Work instructions:
In the forum discussion, reproduce everything from "- We looked" down to "years in use." word for word.

Text excerpt:

+ + + + + + +

There are EFI kits available as well. Lots of "pro touring" modifications in the street rod world too.

Reply to
clare

"Nate Nagel" wrote

He got a good one. They had trouble with rust when new at the dealer's lot sometimes.

Reply to
Ed Pawlowski

The manufacturer.

Reply to
Stepfann King

Early AMC hornets/gremlins had a similar problem. There was a shelf or lip up inside front fenders where salt-laden road crud would build up until it was pressing against the inside of the top of fender outboard of hood crack. Very bad design.

Reply to
aemeijers

Michelle: You have probably figured out by now that folks have a few "opinions" on this subject. This is partly because of the fact that several of the old "tried and true" brand names have had their companies raided by accountants and mergers. All I can offer are observations from personal purchase and business associations:

- Amana used to be top of the line and they (Amana/Raytheon) literally invented the microwave. The brand has fallen victim to engineering-by- accountant.

- The good old reliable Maytag brand has fallen to a similar fate. A couple of dealers in our area that have handled Maytag for decades have discontinued.

- When we built our house 1-1/2 years ago we went with a mix of Bosch (diswasher) and GE (Gas Range, Microwave). Very happy.

- We looked at LG and were very impressed. The local dealer told us that the equipment was very high quality; and the service folks were impossible to deal with.

As said, our GE/Bosch arrangement seems to be working fine,

RonB

Reply to
RonB

Hi, Not only in appliance world, it happens every where. As a brass player I own vintage Besson horns. Besson is still in the market but ownership moved to Germany from England and they are made in China under German supervision. What the hell does it mean? I currently have GE/Whirlpool, so far no problems after more than 15 years in use.

Reply to
Tony Hwang

That wasn't the only vary bad design in the AMC Gremlin. Been down that road.

Reply to
krw

And the 15 year old machines that have given you no trouble are absolutely no indicationthat today's machines with the same label might be anywhere near as dependable.

Reply to
clare

Newer machines might just as easily be MORE dependable than older ones.

+ + + + + + +

[Location annotation dataset excerpts]

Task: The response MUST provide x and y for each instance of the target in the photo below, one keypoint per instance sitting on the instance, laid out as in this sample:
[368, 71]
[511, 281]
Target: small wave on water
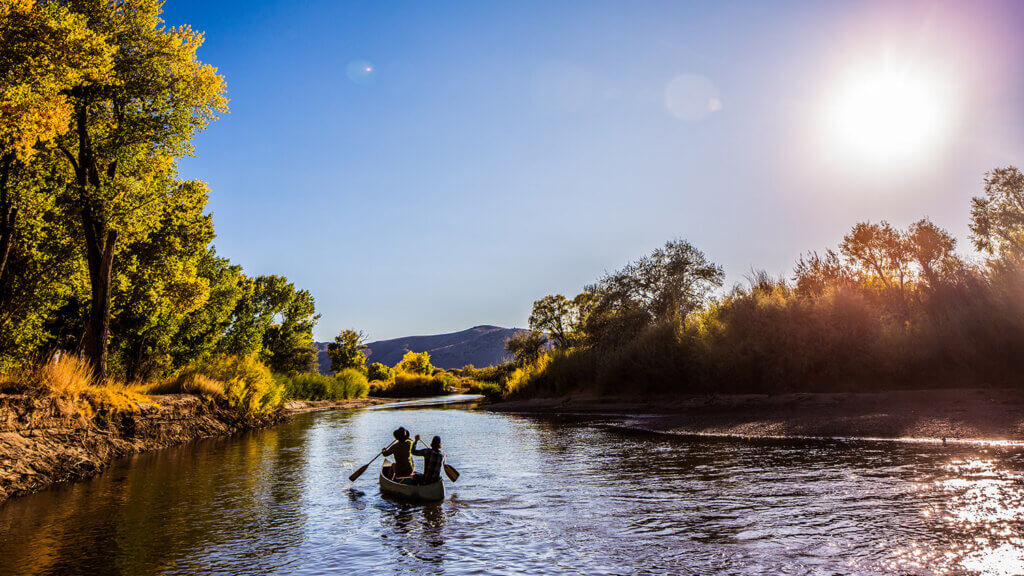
[546, 495]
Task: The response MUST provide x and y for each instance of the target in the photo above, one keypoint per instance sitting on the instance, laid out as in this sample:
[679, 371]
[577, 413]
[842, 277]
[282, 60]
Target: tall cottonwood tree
[45, 49]
[126, 134]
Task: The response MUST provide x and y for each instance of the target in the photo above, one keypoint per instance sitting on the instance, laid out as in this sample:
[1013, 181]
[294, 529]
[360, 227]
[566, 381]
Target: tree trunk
[100, 258]
[99, 245]
[8, 215]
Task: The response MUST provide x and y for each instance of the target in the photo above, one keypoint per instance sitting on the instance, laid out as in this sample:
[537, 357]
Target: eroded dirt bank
[954, 414]
[46, 441]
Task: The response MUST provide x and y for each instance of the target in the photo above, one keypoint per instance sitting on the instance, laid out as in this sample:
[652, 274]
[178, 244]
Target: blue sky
[499, 152]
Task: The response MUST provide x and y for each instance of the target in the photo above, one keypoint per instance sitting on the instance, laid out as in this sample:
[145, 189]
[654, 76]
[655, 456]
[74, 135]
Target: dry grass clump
[194, 383]
[243, 381]
[71, 377]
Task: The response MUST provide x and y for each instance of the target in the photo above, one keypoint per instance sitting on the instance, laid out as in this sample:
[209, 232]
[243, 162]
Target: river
[538, 495]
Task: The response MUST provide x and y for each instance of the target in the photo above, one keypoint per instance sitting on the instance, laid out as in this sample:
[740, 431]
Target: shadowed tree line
[104, 251]
[887, 309]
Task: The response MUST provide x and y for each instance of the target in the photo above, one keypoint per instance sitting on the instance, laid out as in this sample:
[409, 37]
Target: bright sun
[886, 117]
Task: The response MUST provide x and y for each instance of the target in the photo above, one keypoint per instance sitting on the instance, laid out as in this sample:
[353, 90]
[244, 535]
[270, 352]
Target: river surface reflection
[537, 496]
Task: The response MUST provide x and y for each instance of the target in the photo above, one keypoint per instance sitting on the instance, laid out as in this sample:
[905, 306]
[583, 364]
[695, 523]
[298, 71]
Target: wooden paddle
[449, 469]
[359, 471]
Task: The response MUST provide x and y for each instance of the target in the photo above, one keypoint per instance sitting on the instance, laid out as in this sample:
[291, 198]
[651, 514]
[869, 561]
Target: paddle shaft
[359, 471]
[449, 468]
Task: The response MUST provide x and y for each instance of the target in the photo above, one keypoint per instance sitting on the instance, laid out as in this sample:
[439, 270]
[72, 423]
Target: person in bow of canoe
[401, 449]
[433, 459]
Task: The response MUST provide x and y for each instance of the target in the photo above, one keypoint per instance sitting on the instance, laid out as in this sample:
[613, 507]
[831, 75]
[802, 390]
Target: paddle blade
[451, 472]
[358, 472]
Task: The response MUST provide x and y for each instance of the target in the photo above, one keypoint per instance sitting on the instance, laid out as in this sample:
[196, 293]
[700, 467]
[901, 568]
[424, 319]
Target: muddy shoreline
[962, 414]
[48, 441]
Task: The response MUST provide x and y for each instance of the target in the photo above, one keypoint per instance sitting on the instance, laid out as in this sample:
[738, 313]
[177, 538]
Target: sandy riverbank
[46, 441]
[954, 414]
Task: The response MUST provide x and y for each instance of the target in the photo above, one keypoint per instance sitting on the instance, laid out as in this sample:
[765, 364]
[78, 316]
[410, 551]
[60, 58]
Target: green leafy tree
[416, 363]
[45, 49]
[379, 371]
[880, 254]
[202, 332]
[560, 318]
[997, 217]
[526, 346]
[932, 249]
[346, 352]
[288, 342]
[126, 134]
[663, 286]
[160, 284]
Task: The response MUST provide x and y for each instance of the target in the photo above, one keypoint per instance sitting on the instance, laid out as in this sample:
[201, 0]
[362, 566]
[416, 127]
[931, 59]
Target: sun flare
[888, 116]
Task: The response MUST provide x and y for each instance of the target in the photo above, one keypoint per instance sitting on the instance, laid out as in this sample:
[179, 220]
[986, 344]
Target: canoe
[426, 493]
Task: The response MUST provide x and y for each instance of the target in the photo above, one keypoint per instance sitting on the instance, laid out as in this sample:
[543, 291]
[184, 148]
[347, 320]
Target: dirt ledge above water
[954, 414]
[47, 441]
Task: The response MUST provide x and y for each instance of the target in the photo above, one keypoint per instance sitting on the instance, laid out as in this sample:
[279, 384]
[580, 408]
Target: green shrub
[346, 384]
[415, 363]
[411, 385]
[493, 391]
[378, 371]
[351, 383]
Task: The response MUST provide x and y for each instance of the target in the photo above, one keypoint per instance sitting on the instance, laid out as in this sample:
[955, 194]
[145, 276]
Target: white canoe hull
[427, 493]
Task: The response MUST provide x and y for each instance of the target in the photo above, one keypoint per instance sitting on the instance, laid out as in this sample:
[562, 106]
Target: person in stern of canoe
[401, 449]
[433, 459]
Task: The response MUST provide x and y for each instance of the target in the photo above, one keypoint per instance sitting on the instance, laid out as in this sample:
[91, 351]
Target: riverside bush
[346, 384]
[411, 385]
[248, 384]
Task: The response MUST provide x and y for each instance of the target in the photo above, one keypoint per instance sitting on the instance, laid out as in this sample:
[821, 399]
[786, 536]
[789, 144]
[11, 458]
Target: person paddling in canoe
[401, 449]
[433, 459]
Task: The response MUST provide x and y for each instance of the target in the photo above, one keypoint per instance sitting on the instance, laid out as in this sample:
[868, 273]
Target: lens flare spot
[691, 97]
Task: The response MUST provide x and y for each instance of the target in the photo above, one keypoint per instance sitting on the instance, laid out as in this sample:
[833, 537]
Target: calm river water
[537, 496]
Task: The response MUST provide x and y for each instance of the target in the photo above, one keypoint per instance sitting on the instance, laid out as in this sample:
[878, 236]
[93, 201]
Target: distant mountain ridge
[479, 345]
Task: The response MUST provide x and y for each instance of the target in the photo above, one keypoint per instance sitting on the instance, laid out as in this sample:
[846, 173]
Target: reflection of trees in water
[178, 502]
[417, 530]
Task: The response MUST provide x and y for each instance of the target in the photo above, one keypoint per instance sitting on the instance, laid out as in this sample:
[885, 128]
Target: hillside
[480, 345]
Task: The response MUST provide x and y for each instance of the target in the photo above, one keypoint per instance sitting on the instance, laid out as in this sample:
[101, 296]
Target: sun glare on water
[888, 117]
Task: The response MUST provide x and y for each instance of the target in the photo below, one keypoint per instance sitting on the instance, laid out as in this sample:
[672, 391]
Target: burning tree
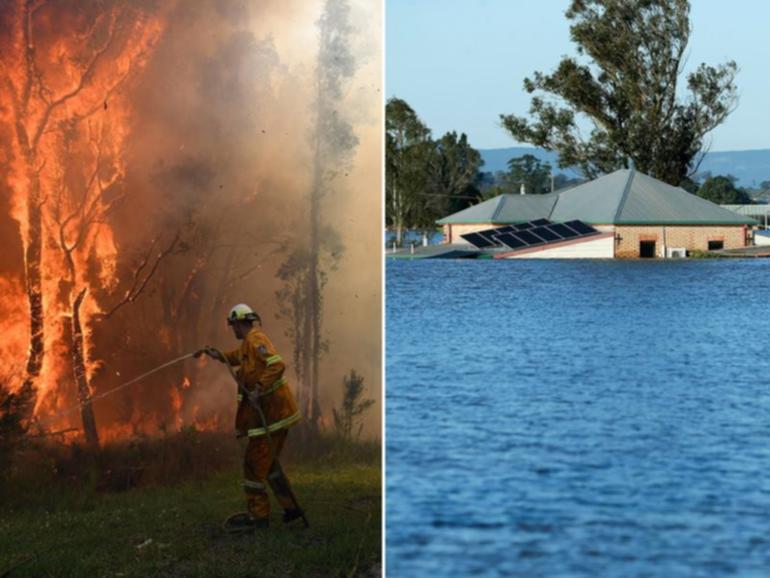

+ + + + + + +

Finished exercise:
- We looked at LG and were very impressed. The local dealer told us that the equipment was very high quality; and the service folks were impossible to deal with.

As said, our GE/Bosch arrangement seems to be working fine,

RonB

Reply to
RonB

Hi, Not only in appliance world, it happens every where. As a brass player I own vintage Besson horns. Besson is still in the market but ownership moved to Germany from England and they are made in China under German supervision. What the hell does it mean? I currently have GE/Whirlpool, so far no problems after more than 15 years in use.